Data extract:
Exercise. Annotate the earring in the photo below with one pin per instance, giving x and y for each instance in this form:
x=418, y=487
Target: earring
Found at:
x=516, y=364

Aim: Can you reproduce the records above word for word, keeping every line as it stands?

Answer:
Exercise. Annotate the earring in the photo below with one pin per instance, giving x and y for each instance in this form:
x=418, y=487
Target: earring
Found at:
x=516, y=364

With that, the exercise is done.